▶ [EXERCISE REQUIREMENTS]
1) According to the passage on ironmongery, which smith in Leeds kept making and selling ironmongery while producing catalogues?
2) Extend the passage on ironmongery by writing what comes after its final sentence.

In the second half of the 19th century, Victorian ironmongery offered a treasurehouse of metalwork, with elaborate manufacturers’ catalogues offering thousands of objects to meet each and every need, almost all of which sought to combine practicality with pleasing design. In Leeds in the North of England, smiths such as Fred Verity continued to manufacture and retail ironmongery, while producing such catalogues.

The second half of the 20th century saw the steady decline of ironmongers’ shops. Although every small town in Britain used to have at least one, their fate has mirrored that of many traditional emporia. The number of ironmongers has fallen dramatically with the advent of DIY superstores that offer a complete range of ironmongery and associated products under one roof, and more recently the arrival of comprehensive mail order catalogues and internet suppliers.

▶ [SOURCE DATA]
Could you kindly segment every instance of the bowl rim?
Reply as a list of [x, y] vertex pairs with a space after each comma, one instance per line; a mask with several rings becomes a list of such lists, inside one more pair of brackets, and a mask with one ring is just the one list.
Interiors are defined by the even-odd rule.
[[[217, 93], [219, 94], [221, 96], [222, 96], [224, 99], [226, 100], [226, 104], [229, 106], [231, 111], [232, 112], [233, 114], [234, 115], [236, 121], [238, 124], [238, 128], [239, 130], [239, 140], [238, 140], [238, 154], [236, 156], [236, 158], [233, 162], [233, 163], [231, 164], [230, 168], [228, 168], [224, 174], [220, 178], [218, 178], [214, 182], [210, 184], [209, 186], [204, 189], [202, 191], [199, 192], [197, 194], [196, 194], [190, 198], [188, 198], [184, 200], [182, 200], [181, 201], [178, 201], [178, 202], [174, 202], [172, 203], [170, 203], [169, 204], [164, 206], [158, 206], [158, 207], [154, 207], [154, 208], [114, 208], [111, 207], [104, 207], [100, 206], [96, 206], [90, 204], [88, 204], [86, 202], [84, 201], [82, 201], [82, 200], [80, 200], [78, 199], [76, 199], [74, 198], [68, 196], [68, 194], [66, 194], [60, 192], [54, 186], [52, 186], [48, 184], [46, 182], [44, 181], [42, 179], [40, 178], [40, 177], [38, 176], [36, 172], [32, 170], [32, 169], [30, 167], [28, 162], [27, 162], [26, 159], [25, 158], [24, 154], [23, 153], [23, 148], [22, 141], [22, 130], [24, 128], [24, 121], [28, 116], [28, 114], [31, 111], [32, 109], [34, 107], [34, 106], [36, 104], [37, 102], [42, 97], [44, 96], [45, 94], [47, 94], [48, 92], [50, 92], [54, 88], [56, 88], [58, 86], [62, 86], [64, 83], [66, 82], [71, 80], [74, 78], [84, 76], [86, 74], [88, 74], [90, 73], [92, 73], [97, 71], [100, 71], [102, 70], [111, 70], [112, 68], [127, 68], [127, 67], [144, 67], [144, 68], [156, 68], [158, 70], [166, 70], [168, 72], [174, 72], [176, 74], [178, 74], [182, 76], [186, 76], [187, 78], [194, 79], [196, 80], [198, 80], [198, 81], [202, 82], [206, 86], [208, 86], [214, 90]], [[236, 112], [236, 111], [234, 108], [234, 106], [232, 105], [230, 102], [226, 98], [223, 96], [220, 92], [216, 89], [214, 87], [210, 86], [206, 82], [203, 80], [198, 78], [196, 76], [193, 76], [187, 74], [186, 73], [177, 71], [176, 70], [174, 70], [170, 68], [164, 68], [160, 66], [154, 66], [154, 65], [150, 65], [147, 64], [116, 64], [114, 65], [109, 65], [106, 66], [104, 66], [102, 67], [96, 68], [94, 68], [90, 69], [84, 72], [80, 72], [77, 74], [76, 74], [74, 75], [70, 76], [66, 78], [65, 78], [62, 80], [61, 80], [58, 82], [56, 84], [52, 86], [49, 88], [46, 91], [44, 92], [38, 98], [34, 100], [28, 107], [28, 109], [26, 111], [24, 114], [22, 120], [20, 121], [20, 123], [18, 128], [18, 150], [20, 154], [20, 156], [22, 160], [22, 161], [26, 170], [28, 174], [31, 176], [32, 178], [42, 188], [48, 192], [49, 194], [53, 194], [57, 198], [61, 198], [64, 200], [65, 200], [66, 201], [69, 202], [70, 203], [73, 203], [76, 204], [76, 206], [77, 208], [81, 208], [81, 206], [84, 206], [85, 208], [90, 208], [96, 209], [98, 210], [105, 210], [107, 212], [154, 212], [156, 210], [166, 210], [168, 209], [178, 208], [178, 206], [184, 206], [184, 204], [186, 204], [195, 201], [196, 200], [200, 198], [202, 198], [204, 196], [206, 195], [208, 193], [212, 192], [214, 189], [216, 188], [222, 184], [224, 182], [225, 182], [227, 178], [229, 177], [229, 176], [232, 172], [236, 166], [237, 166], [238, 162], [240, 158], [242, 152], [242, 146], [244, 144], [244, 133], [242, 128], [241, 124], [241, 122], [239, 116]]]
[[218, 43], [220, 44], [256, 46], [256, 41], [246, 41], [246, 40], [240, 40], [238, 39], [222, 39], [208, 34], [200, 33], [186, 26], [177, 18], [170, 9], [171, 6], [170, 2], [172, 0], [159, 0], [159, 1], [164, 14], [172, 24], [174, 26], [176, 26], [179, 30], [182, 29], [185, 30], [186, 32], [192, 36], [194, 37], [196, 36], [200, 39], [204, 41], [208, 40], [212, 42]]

▶ [REPLIES]
1) Fred Verity

2)
However, there has been a simultaneous revival in the fortunes of old-style hand-forged ironmongery, with strong interest in the authentic restoration of period homes leading to demand for items such as traditional iron door handles, door knobs, door knockers, letter plates, locks, hinges, hooks, cabinet fittings and window furniture. There has even been renewed use of “blacksmith nails” – four-sided hand-made rosehead nails. This is typical of a trend that has seen greater appreciation of designs that have stood the test of time, that has allowed hand-forged ironmongery to find a much wider application than use in property restoration – although the practice of incorporating traditional ironmongery into contemporary housing has been helped by thoroughly modern techniques like galvanising and powder coating to inhibit rust.